What you should do: Only the lines from the line containing "Indicate the spectator" to the end of the entries should be repeated, exactly as they appear.

Recorded data
===============
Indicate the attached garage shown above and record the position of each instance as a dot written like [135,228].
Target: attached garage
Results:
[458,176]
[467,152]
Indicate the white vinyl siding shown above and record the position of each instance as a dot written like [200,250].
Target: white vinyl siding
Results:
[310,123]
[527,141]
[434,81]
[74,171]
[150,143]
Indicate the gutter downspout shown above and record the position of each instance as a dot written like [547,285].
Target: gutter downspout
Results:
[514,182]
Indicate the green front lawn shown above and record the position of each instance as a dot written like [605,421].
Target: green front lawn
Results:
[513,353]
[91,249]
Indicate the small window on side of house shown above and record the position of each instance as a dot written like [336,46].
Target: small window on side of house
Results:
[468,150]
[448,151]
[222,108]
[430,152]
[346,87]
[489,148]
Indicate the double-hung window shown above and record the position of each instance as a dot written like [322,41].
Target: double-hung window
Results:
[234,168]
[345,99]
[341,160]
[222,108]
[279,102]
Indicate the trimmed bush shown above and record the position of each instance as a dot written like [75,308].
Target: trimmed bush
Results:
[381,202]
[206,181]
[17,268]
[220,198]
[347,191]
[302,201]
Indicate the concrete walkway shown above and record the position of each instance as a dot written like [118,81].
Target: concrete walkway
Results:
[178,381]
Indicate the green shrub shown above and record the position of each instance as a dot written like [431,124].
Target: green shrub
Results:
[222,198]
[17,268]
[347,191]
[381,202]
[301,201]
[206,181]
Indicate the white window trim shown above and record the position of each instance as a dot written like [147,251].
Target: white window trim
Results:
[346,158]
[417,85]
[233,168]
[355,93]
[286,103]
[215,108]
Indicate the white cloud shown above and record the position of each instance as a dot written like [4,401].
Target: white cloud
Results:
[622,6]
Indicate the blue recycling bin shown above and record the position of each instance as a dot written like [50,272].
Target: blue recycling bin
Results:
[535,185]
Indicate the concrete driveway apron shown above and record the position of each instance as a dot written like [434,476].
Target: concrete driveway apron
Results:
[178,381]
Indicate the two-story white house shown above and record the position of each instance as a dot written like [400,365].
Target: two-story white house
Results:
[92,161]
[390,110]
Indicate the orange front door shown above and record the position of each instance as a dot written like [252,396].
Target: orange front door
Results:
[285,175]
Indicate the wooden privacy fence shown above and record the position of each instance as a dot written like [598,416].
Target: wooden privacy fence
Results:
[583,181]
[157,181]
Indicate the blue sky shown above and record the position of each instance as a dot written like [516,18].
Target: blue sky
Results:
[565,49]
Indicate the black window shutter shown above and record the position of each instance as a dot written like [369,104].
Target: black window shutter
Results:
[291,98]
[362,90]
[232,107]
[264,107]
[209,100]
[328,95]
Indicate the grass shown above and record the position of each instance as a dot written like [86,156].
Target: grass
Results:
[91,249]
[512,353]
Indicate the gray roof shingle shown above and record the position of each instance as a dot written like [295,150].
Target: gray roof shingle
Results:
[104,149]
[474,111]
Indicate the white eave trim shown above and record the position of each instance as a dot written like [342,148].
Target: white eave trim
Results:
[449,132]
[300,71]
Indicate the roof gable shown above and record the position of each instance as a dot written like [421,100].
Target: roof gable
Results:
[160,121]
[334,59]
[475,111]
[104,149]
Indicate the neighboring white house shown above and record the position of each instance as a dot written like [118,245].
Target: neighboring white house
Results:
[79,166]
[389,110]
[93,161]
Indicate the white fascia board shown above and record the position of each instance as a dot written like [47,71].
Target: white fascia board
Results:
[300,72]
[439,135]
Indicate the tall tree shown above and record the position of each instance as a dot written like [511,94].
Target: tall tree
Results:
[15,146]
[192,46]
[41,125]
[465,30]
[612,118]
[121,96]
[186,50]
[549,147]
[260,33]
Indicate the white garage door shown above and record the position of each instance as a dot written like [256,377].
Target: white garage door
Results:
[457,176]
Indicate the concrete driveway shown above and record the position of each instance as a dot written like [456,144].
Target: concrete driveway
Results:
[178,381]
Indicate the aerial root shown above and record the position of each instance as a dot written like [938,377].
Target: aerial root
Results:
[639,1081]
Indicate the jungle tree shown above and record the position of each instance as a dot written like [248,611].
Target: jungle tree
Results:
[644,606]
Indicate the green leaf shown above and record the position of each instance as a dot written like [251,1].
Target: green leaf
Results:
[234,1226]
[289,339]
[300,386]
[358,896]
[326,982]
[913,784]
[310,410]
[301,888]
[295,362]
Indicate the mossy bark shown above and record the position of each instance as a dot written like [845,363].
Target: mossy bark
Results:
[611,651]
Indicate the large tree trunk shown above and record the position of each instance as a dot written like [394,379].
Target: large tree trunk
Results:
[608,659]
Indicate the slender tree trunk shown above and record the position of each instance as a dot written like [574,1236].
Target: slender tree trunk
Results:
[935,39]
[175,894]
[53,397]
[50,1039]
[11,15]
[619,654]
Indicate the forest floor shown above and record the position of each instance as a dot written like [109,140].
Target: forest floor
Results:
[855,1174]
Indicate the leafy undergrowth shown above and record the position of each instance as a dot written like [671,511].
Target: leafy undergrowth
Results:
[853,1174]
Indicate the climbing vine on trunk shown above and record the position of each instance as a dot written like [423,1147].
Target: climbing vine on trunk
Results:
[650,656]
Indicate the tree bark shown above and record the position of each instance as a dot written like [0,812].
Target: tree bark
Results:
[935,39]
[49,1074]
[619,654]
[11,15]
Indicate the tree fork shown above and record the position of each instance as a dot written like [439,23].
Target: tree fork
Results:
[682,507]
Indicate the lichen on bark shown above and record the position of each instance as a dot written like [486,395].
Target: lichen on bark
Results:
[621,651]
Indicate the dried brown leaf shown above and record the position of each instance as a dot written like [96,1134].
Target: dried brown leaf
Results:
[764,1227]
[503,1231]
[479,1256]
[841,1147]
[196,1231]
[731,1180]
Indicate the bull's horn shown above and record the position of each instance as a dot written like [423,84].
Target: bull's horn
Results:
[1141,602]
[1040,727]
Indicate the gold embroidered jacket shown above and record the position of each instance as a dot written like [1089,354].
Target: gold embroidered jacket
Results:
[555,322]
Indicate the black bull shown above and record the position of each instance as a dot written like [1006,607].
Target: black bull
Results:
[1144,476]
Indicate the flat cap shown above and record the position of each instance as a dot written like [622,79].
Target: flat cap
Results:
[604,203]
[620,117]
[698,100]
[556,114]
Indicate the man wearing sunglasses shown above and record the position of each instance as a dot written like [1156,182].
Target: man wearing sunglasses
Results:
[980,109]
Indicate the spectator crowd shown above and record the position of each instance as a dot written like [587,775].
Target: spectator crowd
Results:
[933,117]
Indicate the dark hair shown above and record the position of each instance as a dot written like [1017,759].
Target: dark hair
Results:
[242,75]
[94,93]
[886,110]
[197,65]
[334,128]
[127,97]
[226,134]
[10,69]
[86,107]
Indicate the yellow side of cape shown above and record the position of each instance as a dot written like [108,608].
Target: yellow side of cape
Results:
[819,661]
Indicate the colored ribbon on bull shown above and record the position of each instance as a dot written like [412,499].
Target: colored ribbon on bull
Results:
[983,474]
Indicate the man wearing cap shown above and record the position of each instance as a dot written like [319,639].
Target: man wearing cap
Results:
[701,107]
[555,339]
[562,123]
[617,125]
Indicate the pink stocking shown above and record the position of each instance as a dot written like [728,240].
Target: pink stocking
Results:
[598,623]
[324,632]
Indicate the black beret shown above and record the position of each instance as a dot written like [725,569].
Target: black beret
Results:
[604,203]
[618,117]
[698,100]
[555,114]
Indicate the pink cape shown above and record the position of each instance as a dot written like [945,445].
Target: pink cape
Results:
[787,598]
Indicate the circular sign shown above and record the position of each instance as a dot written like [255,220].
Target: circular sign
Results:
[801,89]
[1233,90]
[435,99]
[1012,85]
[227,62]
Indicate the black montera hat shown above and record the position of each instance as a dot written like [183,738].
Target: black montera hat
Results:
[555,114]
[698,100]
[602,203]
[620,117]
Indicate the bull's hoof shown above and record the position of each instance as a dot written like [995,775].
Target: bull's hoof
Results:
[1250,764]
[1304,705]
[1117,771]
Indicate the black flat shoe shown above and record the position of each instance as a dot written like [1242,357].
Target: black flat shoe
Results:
===============
Solved problem:
Indicate the spectator crowd shown above and record the position of each instance as a dot written like [587,775].
Target: spectator crowd
Results:
[933,117]
Indicate the dark hair shown above and record the position of each instance as a dot written like [1017,759].
Target: dark hair
Results:
[242,75]
[94,93]
[886,110]
[197,65]
[334,128]
[127,97]
[226,134]
[10,69]
[86,107]
Indicate the yellow side of cape shown above and record the position of each instance as a dot written like [108,608].
Target: yellow side of cape
Results:
[819,661]
Indicate the colored ribbon on bull shown above and record the position of each instance as a dot written like [412,499].
Target: colored ribbon on bull
Results:
[983,474]
Indicate the man wearing cap shown above and record the position of each instance as a dot written like [319,639].
Target: man wearing cap
Results:
[701,107]
[555,339]
[562,123]
[617,125]
Indicate the pink stocking shown above and record the position of each instance as a dot written like [728,240].
Target: pink stocking
Results:
[598,623]
[324,632]
Indicate the black beret shown above and record the position of each instance as a dot written like [725,569].
Target: black beret
Results:
[604,203]
[618,117]
[698,100]
[555,114]
Indicate the pink cape shown above and record the position of each instance as a dot written like [945,445].
Target: pink cape
Results:
[787,598]
Indicate the circular sign shown above and record the position of each instance as a dot written like [255,220].
Target: circular sign
Results:
[801,89]
[1233,90]
[435,99]
[1012,85]
[227,62]
Indicate the black montera hat shown above and record the position of each instance as a dot written like [183,738].
Target: black montera hat
Results:
[555,114]
[698,100]
[602,203]
[620,117]
Indicate the bull's hoof shown above and record the position of each instance as a dot written like [995,775].
Target: bull's hoof
Results:
[1250,764]
[1304,705]
[1117,771]
Indicate the black flat shoe shown above and record the position of each instance as a dot written like [1242,357].
Target: black flat shoe
Results:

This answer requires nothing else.